■ **TASKS FOR THIS EXERCISE**
1 - Name every insect species or group that the passage on driver ant reproduction and behavior mentions.
2 - In the passage on driver ant reproduction and behavior, copy word for word the text between "Palm oil baits" and "to predictably bait.", inclusive.

The traditional view of driver ant reproduction involved the colony breeding in a cycle of emigration and reproduction phases. During the emigration phase, the colony continuously travels throughout its territory, consuming any prey it encounters. Once the ants have arrived in an area with enough prey density, the colony constructs a semi-permanent nest and the queen lays a new generation of eggs to be raised until local resources deplete and the cycle continues. However, D. laevigatus subterranean habitat and comparatively low rate of resource depletion gives them an irregular emigration schedule. In addition, the queen's general inability to easily move without assistance hinders colony emigration attempts. Consequently, they do not breed in cycles like many other army ants. Instead, there is a new larval generation being born at any given time, which carried by workers in the event of a necessary nest migration.

===Behavior===
When handled or disturbed, D. laevigatus males will move their abdomen in a sudden, jerking thrust towards whatever is threatening them. This mimics the stinging behavior of the night wasp which they closely resemble, serving as an effective deterrent towards would-be predators.

Palm oil baits placed into the ground quickly and reliably recruit large numbers of D. laevigatus, implying a far more permanent foraging presence in a given area than with above-ground driver ants, which are notoriously difficult to predictably bait.

D. laevigatus has been observed to form fan-shaped above ground raids up to 3.5 meters wide during the late evening and night. Workers participating in these raids were observed occasionally tunneling back down into the earth at random spots. None of these above-ground raids extended upwards into vegetation. During these raids, workers prefer to travel under leaf litter and debris as much as possible and immediately relocate kills underground, which makes observing them quite difficult.

■ **PROVIDED DATA**
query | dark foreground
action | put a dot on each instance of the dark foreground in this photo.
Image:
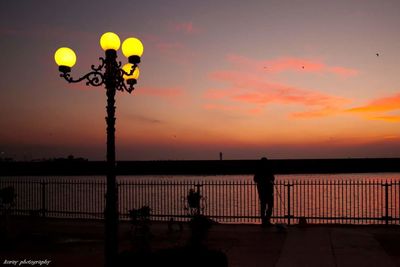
(79, 243)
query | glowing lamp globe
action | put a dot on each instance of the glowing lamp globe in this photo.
(132, 48)
(134, 76)
(65, 58)
(110, 41)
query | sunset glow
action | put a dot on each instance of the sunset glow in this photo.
(267, 78)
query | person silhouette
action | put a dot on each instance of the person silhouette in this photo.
(195, 253)
(264, 179)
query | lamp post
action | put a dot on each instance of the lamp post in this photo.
(110, 74)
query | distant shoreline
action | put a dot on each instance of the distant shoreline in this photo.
(201, 167)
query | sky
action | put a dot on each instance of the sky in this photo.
(276, 78)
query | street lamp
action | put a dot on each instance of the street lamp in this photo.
(110, 74)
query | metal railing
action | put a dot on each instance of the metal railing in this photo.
(317, 201)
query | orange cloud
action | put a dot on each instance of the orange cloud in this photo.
(290, 64)
(253, 90)
(381, 104)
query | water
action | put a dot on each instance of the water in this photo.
(321, 198)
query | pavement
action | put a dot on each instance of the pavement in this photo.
(80, 243)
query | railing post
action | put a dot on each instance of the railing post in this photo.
(43, 184)
(386, 217)
(289, 216)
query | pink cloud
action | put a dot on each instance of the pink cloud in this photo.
(162, 92)
(379, 106)
(224, 107)
(185, 27)
(252, 90)
(290, 64)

■ **RESPONSES TO THE EXERCISE**
1 -
- Driver ants
- D. laevigatus
- Army ants
- The night wasp

2 -
Palm oil baits placed into the ground quickly and reliably recruit large numbers of D. laevigatus, implying a far more permanent foraging presence in a given area than with above-ground driver ants, which are notoriously difficult to predictably bait.